*练习任务 A*. 从后面给出的行中选出所有含有字符串“tile”的行,逐行照抄。区分大小写。

*文本片段*.
*****

我撿起一塊石頭,朝她扔去,砸在了她腳邊,她不吭聲,拉著一頭公牛離開了。
倔強疏離的母親,有一套自己的生存法則。
受到祖母漫罵、父親暴打,她從不還口,更不還手,但這並非代表她的內心沒有抵抗。
1993年,我四歲,母親策劃了一次出逃。
她準備逃走的午後,我照樣死纏爛打地要跟著她,她推開我,我就坐在地上,抱住她的腿。
她想掙脫,卻沒使多大力氣,低頭髮現我衝她做鬼臉,無奈作罷,攜我一起上路。
從南召縣邊界去往平頂山轄區,要翻過兩三座山。
一路上,母親表情嚴肅,我從她的手掌中抽出我的手,跟在她身後蹦蹦跳跳,為自己賴著母親的計謀得逞而高興。
走了一段,我看見路邊的孤墳,不由害怕起來,我蹲在地上不肯走,母親沒有停下來的意思,我只好跟上。
那天太陽很大,我走不動了,軟下語氣央求母親:“媽,你揹我。”她不理我。
我又試了幾次,她才瞪著我說:“你再這樣我打你。”她有氣無力地揚起手,很快耷拉下來,改口道:“我背不動,你自己走。”
“你敢打我,我告訴奶奶,哼!”我帶著哭腔。在家裡,只要我哭,母親免不了遭殃。
“告訴你奶也沒有用,你現在跟我遠遠的,啷個也找不到嘍。”
我聽她這話說得有道理,窮山僻壤的地方,半天沒見著人影,現在只有母親是我的依靠。
我繼續跟著她走,聽到她咕噥了一句:“早曉得就不帶這個娃娃。”見她為難,我有些得意。
約莫走了三個小時,才在山窪裡遇到一戶人家,我又渴又餓,跑到院子的樹蔭下,一屁股坐到清涼的石磨石上。
母親望著我,面容舒展了一些。那件紫色衣衫緊緊貼在她身上,胸前一大片汗跡。
“你在這兒等著。”她指了指我,我頭一次乖乖地點頭。
母親徑直走進開了一扇小門的屋子,過了一會兒,捧著兩個饅頭出來,臉上擠著少見的笑。
她蹲在我跟前,弓著背,掰了一小塊饅頭遞給我,說:“來,快吃。”
我狼吞虎嚥了幾口,抬頭撞見她的眼神,光澤細潤,懵懂察覺到幾分疼惜。

*****

*材料*.
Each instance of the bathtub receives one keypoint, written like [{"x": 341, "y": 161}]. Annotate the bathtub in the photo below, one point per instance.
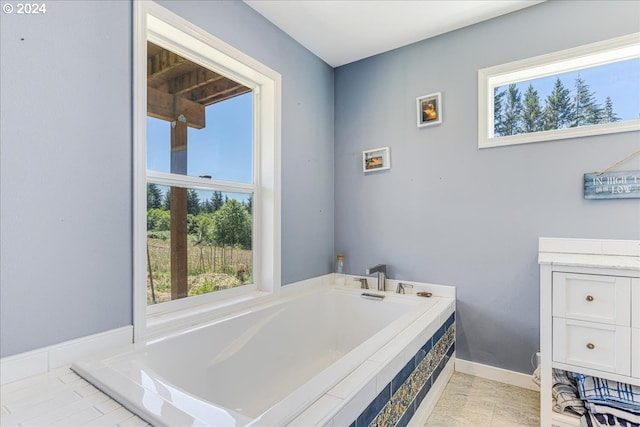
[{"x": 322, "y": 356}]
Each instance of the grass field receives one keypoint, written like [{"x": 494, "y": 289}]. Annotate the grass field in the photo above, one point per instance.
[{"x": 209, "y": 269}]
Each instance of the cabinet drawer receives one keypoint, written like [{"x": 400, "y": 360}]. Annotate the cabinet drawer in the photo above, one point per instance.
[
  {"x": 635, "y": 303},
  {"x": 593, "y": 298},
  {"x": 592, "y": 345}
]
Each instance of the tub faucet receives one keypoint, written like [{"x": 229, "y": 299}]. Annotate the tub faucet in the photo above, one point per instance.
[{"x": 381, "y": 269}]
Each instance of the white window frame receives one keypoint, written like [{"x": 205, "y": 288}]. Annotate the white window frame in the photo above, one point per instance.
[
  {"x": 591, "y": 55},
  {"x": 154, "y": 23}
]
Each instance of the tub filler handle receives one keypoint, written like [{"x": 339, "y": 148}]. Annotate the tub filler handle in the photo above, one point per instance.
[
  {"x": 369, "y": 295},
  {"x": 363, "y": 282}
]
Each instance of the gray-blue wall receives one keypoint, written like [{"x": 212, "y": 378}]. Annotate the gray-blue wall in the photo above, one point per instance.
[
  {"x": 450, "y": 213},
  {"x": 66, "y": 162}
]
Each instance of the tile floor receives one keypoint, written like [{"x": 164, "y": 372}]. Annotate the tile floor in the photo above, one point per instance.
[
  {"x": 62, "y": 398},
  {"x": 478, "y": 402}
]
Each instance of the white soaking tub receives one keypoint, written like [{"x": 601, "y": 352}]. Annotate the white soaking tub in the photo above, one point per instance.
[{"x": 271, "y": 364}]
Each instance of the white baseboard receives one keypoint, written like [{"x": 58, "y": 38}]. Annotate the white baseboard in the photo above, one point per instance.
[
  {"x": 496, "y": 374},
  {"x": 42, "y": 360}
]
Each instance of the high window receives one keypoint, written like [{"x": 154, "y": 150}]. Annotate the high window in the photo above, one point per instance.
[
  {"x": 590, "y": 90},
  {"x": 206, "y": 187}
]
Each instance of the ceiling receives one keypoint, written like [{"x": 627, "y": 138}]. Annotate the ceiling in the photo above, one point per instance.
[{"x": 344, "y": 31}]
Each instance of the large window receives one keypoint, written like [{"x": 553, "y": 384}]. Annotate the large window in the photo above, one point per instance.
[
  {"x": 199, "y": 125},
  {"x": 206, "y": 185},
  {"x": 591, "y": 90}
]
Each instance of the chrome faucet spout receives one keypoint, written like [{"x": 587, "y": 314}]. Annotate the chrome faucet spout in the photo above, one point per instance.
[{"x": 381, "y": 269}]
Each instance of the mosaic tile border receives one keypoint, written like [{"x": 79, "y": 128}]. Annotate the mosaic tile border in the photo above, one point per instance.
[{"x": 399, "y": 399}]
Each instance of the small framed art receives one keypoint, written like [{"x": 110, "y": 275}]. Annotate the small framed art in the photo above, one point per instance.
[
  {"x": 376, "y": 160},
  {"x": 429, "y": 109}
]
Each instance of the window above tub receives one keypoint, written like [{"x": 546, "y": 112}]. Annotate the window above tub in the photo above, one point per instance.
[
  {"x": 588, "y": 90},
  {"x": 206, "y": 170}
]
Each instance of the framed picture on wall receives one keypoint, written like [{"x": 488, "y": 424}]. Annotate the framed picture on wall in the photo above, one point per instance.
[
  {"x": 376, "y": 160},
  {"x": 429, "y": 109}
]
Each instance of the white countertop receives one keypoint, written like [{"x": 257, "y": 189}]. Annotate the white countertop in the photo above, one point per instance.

*****

*练习任务 B*. 返回上面这段回忆母亲出逃的文字中从“1993年,我四歲,母親策劃了一次出逃。”开始、一直到“院子的樹蔭下,一屁股坐到清涼的石磨石上。”为止的部分,一字不改。

*参考答案 A*.
Each instance of the tile floor receives one keypoint, written like [{"x": 164, "y": 372}]. Annotate the tile floor in the photo above, one point per instance.
Each instance of the mosaic tile border receives one keypoint, written like [{"x": 79, "y": 128}]. Annotate the mosaic tile border in the photo above, one point per instance.

*参考答案 B*.
1993年,我四歲,母親策劃了一次出逃。
她準備逃走的午後,我照樣死纏爛打地要跟著她,她推開我,我就坐在地上,抱住她的腿。
她想掙脫,卻沒使多大力氣,低頭髮現我衝她做鬼臉,無奈作罷,攜我一起上路。
從南召縣邊界去往平頂山轄區,要翻過兩三座山。
一路上,母親表情嚴肅,我從她的手掌中抽出我的手,跟在她身後蹦蹦跳跳,為自己賴著母親的計謀得逞而高興。
走了一段,我看見路邊的孤墳,不由害怕起來,我蹲在地上不肯走,母親沒有停下來的意思,我只好跟上。
那天太陽很大,我走不動了,軟下語氣央求母親:“媽,你揹我。”她不理我。
我又試了幾次,她才瞪著我說:“你再這樣我打你。”她有氣無力地揚起手,很快耷拉下來,改口道:“我背不動,你自己走。”
“你敢打我,我告訴奶奶,哼!”我帶著哭腔。在家裡,只要我哭,母親免不了遭殃。
“告訴你奶也沒有用,你現在跟我遠遠的,啷個也找不到嘍。”
我聽她這話說得有道理,窮山僻壤的地方,半天沒見著人影,現在只有母親是我的依靠。
我繼續跟著她走,聽到她咕噥了一句:“早曉得就不帶這個娃娃。”見她為難,我有些得意。
約莫走了三個小時,才在山窪裡遇到一戶人家,我又渴又餓,跑到院子的樹蔭下,一屁股坐到清涼的石磨石上。